▶ Exercise directions
All entries are to be repeated exactly as shown below.

▶ Source material
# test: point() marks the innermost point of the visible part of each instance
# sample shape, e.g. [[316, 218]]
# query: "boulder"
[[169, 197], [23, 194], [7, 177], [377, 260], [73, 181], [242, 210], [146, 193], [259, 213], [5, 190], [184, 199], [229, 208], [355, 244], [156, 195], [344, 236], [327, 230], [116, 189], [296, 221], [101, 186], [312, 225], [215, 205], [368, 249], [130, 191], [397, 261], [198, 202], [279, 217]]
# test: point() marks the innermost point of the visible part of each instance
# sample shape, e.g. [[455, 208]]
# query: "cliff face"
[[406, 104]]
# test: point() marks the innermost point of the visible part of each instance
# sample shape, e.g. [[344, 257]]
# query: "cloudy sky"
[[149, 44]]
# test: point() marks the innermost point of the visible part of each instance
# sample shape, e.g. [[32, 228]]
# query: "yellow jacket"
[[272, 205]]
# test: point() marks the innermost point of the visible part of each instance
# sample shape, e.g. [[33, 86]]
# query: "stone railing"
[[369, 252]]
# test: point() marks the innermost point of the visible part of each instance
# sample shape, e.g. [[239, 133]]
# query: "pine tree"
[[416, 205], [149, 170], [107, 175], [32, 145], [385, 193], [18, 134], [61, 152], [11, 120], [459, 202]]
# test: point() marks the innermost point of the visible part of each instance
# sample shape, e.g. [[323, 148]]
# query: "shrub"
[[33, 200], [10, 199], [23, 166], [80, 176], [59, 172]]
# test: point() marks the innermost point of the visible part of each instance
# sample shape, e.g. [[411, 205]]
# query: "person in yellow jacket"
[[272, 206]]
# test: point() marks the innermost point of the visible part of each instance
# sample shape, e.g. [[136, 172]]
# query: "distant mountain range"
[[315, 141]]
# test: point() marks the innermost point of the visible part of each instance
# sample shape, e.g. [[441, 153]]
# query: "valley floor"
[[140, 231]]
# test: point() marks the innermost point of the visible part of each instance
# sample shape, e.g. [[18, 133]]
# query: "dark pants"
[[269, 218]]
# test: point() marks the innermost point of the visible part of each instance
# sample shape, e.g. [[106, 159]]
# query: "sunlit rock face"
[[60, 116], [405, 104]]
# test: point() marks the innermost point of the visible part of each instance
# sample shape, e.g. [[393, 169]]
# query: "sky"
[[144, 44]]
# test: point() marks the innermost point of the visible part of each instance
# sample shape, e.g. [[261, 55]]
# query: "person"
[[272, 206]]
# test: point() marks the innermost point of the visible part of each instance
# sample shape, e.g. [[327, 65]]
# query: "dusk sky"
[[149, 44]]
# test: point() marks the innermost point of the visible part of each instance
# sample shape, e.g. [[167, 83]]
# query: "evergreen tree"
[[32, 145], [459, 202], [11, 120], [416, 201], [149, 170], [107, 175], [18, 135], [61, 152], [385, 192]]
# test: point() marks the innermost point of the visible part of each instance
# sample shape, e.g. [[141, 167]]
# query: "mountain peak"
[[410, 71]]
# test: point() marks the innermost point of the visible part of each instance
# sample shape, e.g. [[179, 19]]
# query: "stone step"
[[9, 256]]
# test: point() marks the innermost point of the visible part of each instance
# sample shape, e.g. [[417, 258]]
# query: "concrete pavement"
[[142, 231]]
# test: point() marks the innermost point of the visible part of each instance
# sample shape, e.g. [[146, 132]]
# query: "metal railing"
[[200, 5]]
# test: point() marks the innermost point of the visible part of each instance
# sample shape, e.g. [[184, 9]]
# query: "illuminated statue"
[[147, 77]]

▶ Answer for this exercise
# test: point() marks the innermost point of the visible part of each instance
# sample shape, e.g. [[316, 218]]
# query: "boulder"
[[169, 197], [23, 194], [7, 177], [377, 260], [73, 181], [242, 210], [146, 193], [259, 213], [5, 190], [184, 199], [229, 208], [355, 244], [156, 195], [344, 236], [327, 230], [116, 189], [296, 221], [101, 186], [312, 225], [215, 205], [368, 249], [130, 191], [397, 261], [198, 202], [279, 217]]
# test: point() marks the innermost point of the visible part of each instance
# sample shape, e.g. [[455, 208]]
# query: "cliff face"
[[406, 104]]
# test: point() marks the innermost point of the visible part of each instance
# sample shape, e.g. [[344, 257]]
# query: "cloudy sky"
[[149, 44]]
# test: point() marks the innermost point of the visible part of each instance
# sample shape, e.g. [[32, 228]]
# query: "yellow jacket"
[[272, 205]]
# test: point() marks the innermost point of the visible part of each instance
# sample shape, e.g. [[33, 86]]
# query: "stone railing"
[[369, 252]]
# test: point() marks the innermost point of the visible part of each instance
# sample shape, e.g. [[239, 133]]
# query: "pine tree"
[[416, 205], [149, 170], [107, 175], [32, 145], [385, 193], [18, 134], [61, 152], [11, 120], [459, 202]]
# test: point() marks the innermost point of the visible part of each instance
# sample shape, e.g. [[323, 148]]
# query: "shrub"
[[33, 200], [10, 199], [23, 166], [80, 176], [59, 172]]
# test: point() marks the innermost point of the visible part of each instance
# sample shape, e.g. [[411, 205]]
# query: "person in yellow jacket"
[[272, 206]]
# test: point() marks the innermost point of the visible part of each instance
# sample shape, e.g. [[136, 172]]
# query: "distant mountain range"
[[315, 141]]
# test: point() marks the innermost point of the visible part of each instance
# sample shape, e.g. [[441, 153]]
# query: "valley floor"
[[140, 231]]
# test: point() marks the innermost point of the visible part of each instance
# sample shape, e.g. [[18, 133]]
# query: "dark pants"
[[269, 218]]
# test: point() marks the innermost point of the visible part of each instance
# sample shape, e.g. [[106, 159]]
# query: "sunlit rock face"
[[60, 116], [405, 104]]
# test: point() marks the innermost point of the visible part of each instance
# sample shape, e.g. [[393, 169]]
# query: "sky"
[[144, 44]]
# test: point() marks the innermost point of the visible part of each instance
# sample shape, e.g. [[261, 55]]
# query: "person"
[[272, 206]]
# test: point() marks the innermost point of the visible part of each instance
# sample shape, e.g. [[327, 65]]
# query: "dusk sky"
[[149, 44]]
# test: point() marks the innermost point of the visible part of each instance
# sample shape, e.g. [[167, 83]]
# query: "evergreen tree"
[[32, 145], [459, 202], [11, 120], [416, 201], [149, 170], [107, 175], [18, 135], [61, 152], [385, 192]]
# test: point() marks the innermost point of the visible part of each instance
# sample shape, e.g. [[141, 167]]
# query: "mountain peak"
[[410, 71]]
# test: point() marks the innermost point of the visible part of each instance
# sample shape, e.g. [[179, 19]]
# query: "stone step"
[[9, 256]]
# test: point() marks the innermost point of the visible part of each instance
# sample shape, e.g. [[417, 258]]
# query: "concrete pavement"
[[142, 231]]
# test: point() marks the innermost point of the visible part of each instance
# sample shape, e.g. [[146, 132]]
# query: "metal railing"
[[200, 5]]
# test: point() marks the innermost point of the visible part of each instance
# sample shape, e.g. [[184, 9]]
# query: "illuminated statue"
[[147, 77]]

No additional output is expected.